:: Your instructions ::
Convert the items from the start through the line containing "Where the rings" into a Markdown table with the columns Row and Line, giving each line its own numbered row and omitting blank lines.

- - - - - - -

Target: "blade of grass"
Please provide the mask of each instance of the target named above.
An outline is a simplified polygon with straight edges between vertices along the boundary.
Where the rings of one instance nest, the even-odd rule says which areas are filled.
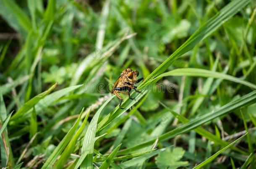
[[[87,130],[88,130],[88,129],[87,129]],[[99,138],[100,138],[100,137],[102,137],[104,136],[105,136],[106,134],[107,134],[107,133],[102,134],[97,137],[95,137],[95,138],[94,138],[93,140],[92,140],[92,141],[91,141],[91,142],[90,142],[90,143],[89,143],[89,144],[88,144],[88,146],[87,146],[84,149],[84,151],[83,152],[82,152],[82,154],[81,154],[81,156],[80,156],[79,159],[76,162],[76,166],[75,166],[75,167],[74,168],[74,169],[77,169],[78,168],[78,167],[79,167],[79,166],[81,165],[81,164],[82,164],[82,162],[83,162],[83,161],[84,161],[84,159],[85,159],[85,157],[86,157],[86,156],[87,155],[88,153],[89,153],[89,152],[91,150],[92,148],[93,149],[93,146],[94,146],[94,144],[95,141],[96,140],[97,140],[98,139],[99,139]]]
[[[228,146],[225,146],[225,147],[224,147],[224,148],[218,151],[218,152],[217,152],[216,153],[214,154],[214,155],[212,156],[210,158],[208,158],[206,160],[204,161],[204,162],[201,163],[200,164],[199,164],[198,166],[196,166],[196,167],[193,168],[193,169],[200,169],[200,168],[203,167],[205,165],[206,165],[207,164],[211,162],[212,161],[212,160],[214,159],[216,157],[217,157],[217,156],[219,154],[222,153],[224,151],[226,150],[227,149],[228,149],[231,146],[232,146],[233,145],[234,145],[235,143],[236,143],[238,141],[240,140],[241,139],[243,139],[243,138],[245,137],[245,136],[246,136],[246,134],[248,134],[248,133],[247,133],[246,134],[243,136],[242,136],[240,138],[236,139],[235,141],[234,141],[232,142],[231,144],[230,144]]]
[[[159,141],[172,138],[179,134],[188,132],[216,117],[227,114],[243,106],[251,104],[254,103],[256,100],[256,91],[255,91],[229,102],[215,111],[197,117],[188,123],[162,135],[158,137]],[[121,150],[118,152],[118,154],[123,154],[131,151],[141,149],[153,144],[155,141],[155,139],[153,139],[134,147]]]
[[[40,111],[43,110],[44,108],[45,108],[51,104],[53,103],[55,101],[60,99],[63,96],[66,95],[68,93],[74,91],[82,86],[82,85],[80,85],[68,87],[56,91],[47,96],[44,98],[40,100],[39,102],[35,105],[37,113],[38,113]],[[30,110],[29,110],[26,112],[23,113],[23,116],[19,116],[20,117],[18,118],[16,118],[15,120],[12,121],[12,118],[13,118],[13,116],[12,117],[12,118],[11,118],[10,124],[11,125],[13,125],[24,121],[24,120],[25,120],[27,119],[26,116],[28,116],[30,113],[31,112],[31,109],[30,109]]]
[[[11,118],[11,120],[13,120],[15,118],[22,116],[24,114],[29,110],[35,105],[41,99],[44,98],[45,96],[48,95],[57,86],[57,83],[56,83],[52,85],[48,90],[41,93],[39,95],[35,96],[29,101],[27,101],[20,108],[15,114]]]
[[[212,71],[215,71],[216,70],[217,66],[218,66],[219,58],[219,55],[218,55],[214,63],[213,68],[212,69]],[[213,82],[213,78],[208,78],[206,80],[205,83],[204,84],[202,91],[201,92],[200,94],[203,95],[206,95],[208,94],[210,91],[210,89],[212,86]],[[200,106],[202,104],[202,103],[203,103],[203,101],[204,100],[204,98],[205,98],[204,97],[201,97],[196,98],[192,108],[190,116],[193,116],[193,115],[196,113],[196,112],[198,110],[198,108],[199,108]]]
[[[241,114],[241,116],[242,116],[242,118],[243,119],[243,125],[244,126],[244,128],[246,129],[246,131],[247,133],[248,133],[248,134],[247,134],[247,144],[248,144],[248,147],[249,148],[249,152],[250,153],[252,153],[253,152],[253,145],[251,144],[251,138],[250,136],[250,134],[249,134],[249,130],[248,130],[248,127],[247,126],[247,124],[246,124],[246,119],[244,118],[244,116],[243,116],[243,114],[242,111],[241,110],[240,110],[240,113]]]
[[[138,157],[139,156],[144,156],[145,154],[146,154],[148,153],[149,153],[151,152],[154,151],[156,150],[156,149],[152,149],[151,150],[145,151],[144,151],[138,153],[134,153],[132,154],[128,154],[125,156],[120,156],[117,157],[115,157],[114,158],[114,160],[123,160],[129,159],[133,159],[133,158]]]
[[[76,130],[78,126],[79,123],[81,119],[82,114],[84,112],[84,108],[80,113],[79,117],[76,120],[76,123],[74,124],[72,127],[69,130],[65,136],[59,144],[57,147],[54,149],[53,152],[51,154],[45,163],[43,165],[42,169],[49,169],[52,167],[55,161],[58,156],[60,155],[62,151],[65,149],[66,146],[72,139]]]
[[[253,153],[251,153],[246,159],[246,162],[241,166],[240,169],[246,169],[247,166],[248,166],[248,165],[251,162],[252,160],[254,158],[254,155],[253,155]]]
[[[7,116],[7,117],[6,117],[6,118],[5,120],[5,122],[4,122],[3,124],[3,121],[0,121],[0,135],[2,134],[2,133],[3,133],[3,131],[5,129],[5,127],[7,126],[7,124],[9,122],[9,120],[10,120],[10,116],[12,115],[12,112],[10,113],[8,115],[8,116]],[[0,119],[0,120],[1,120],[1,119]]]
[[[112,96],[110,98],[109,98],[105,102],[104,104],[102,105],[98,110],[95,114],[93,116],[89,126],[88,129],[86,131],[86,132],[84,136],[84,142],[83,143],[83,146],[82,147],[82,154],[84,153],[84,151],[89,146],[89,144],[94,139],[96,133],[96,129],[97,128],[97,124],[98,122],[98,119],[99,117],[101,112],[102,111],[103,108],[107,105],[107,104],[109,102],[115,97],[115,96]],[[93,163],[93,147],[92,147],[91,150],[89,152],[89,154],[84,159],[82,159],[81,157],[81,160],[82,160],[83,162],[81,163],[81,168],[89,168],[92,167],[92,163]],[[79,161],[81,161],[79,159]]]
[[[141,94],[136,93],[133,92],[131,93],[131,95],[133,95],[133,96],[135,97],[136,100],[138,100],[143,95],[147,93],[147,89],[146,88],[146,87],[148,87],[148,86],[154,82],[152,81],[152,79],[167,69],[179,57],[190,50],[201,40],[209,36],[233,15],[237,13],[240,9],[248,4],[250,1],[250,0],[235,0],[225,6],[218,13],[197,29],[185,43],[146,78],[144,82],[138,87],[138,88],[145,88],[145,90],[141,91]],[[97,132],[105,127],[109,124],[110,121],[116,117],[120,116],[136,103],[130,99],[128,100],[127,98],[128,97],[123,101],[123,105],[125,106],[125,108],[120,110],[117,106],[114,110],[100,121],[98,125],[99,127],[97,129]]]
[[[17,79],[11,82],[5,84],[3,85],[0,86],[0,90],[1,91],[2,94],[3,95],[9,92],[11,89],[14,87],[16,87],[18,85],[22,84],[26,81],[28,80],[29,78],[29,76],[25,76],[18,78]]]
[[[18,21],[20,25],[27,32],[32,28],[32,25],[26,15],[16,3],[13,0],[3,0],[6,8],[11,11]]]
[[[34,107],[30,117],[30,126],[29,130],[30,139],[31,139],[34,135],[37,132],[37,116],[36,109]],[[36,142],[36,141],[35,141],[35,142]]]
[[[108,156],[106,160],[103,162],[103,163],[99,167],[99,169],[107,169],[108,168],[111,163],[112,163],[114,158],[119,150],[121,145],[122,144],[119,144],[114,150],[113,150],[113,151],[112,151],[109,156]]]
[[[234,82],[238,83],[256,89],[256,85],[248,81],[241,80],[238,78],[221,73],[214,72],[207,70],[196,68],[183,68],[176,69],[172,71],[161,74],[156,78],[159,79],[163,77],[167,76],[182,76],[212,77],[227,80]]]
[[[230,2],[197,29],[187,41],[154,70],[150,74],[149,78],[156,77],[162,73],[178,58],[189,51],[199,42],[209,36],[251,1],[235,0]],[[146,80],[144,84],[146,83]]]
[[[163,148],[158,150],[155,150],[153,151],[148,153],[144,156],[141,156],[135,158],[131,160],[127,161],[119,165],[119,166],[123,168],[126,168],[134,166],[141,161],[144,161],[146,159],[157,154],[160,151],[163,151],[165,149],[165,148]]]
[[[172,111],[170,108],[167,106],[165,104],[163,103],[159,102],[165,108],[168,110],[170,112],[172,113],[172,114],[173,114],[173,115],[175,116],[177,118],[179,121],[180,121],[183,124],[187,124],[190,122],[189,120],[186,119],[185,117],[181,116],[181,115],[177,113],[175,111]],[[207,130],[204,129],[203,127],[200,126],[194,129],[196,133],[200,134],[200,135],[205,137],[207,139],[209,140],[211,140],[212,141],[214,141],[215,143],[217,144],[218,144],[221,145],[222,146],[227,146],[229,144],[229,143],[227,141],[225,141],[224,140],[222,140],[220,139],[220,137],[218,137],[217,136],[215,136],[214,134],[212,134],[212,133],[207,131]],[[233,150],[236,151],[238,152],[240,152],[240,153],[244,154],[248,154],[248,153],[246,152],[240,150],[239,148],[234,147],[231,146],[231,149]]]
[[[4,120],[5,121],[9,121],[10,117],[10,116],[7,116],[5,104],[3,100],[3,95],[2,94],[2,91],[0,90],[0,124],[2,125],[3,121]],[[7,119],[7,118],[8,119]],[[7,121],[7,120],[8,120]],[[11,147],[10,146],[10,144],[9,140],[7,128],[6,126],[3,128],[3,130],[1,137],[0,137],[2,166],[5,167],[8,166],[11,168],[14,166],[14,159],[13,159]]]
[[[13,168],[13,169],[20,169],[23,164],[23,162],[21,162],[21,163],[16,165],[14,168]]]
[[[87,121],[87,119],[90,115],[91,112],[91,109],[89,109],[88,112],[86,114],[86,116],[85,117],[83,123],[79,127],[79,129],[77,130],[77,131],[75,134],[75,135],[72,138],[72,140],[70,141],[67,147],[65,149],[63,153],[60,156],[60,157],[57,161],[55,164],[55,167],[57,169],[60,169],[63,167],[65,163],[66,162],[68,159],[68,158],[70,156],[70,154],[73,152],[76,145],[77,144],[77,141],[81,136],[81,133],[84,130],[85,125]]]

- - - - - - -

:: Written response ::
| Row | Line |
|---|---|
| 1 | Target: "blade of grass" |
| 2 | Please provide the mask of each instance of the target named above. |
| 3 | An outline is a simplified polygon with straight edges between vertices along the boundary. |
| 4 | Where the rings of one instance nest, the even-odd rule says which areas are filled. |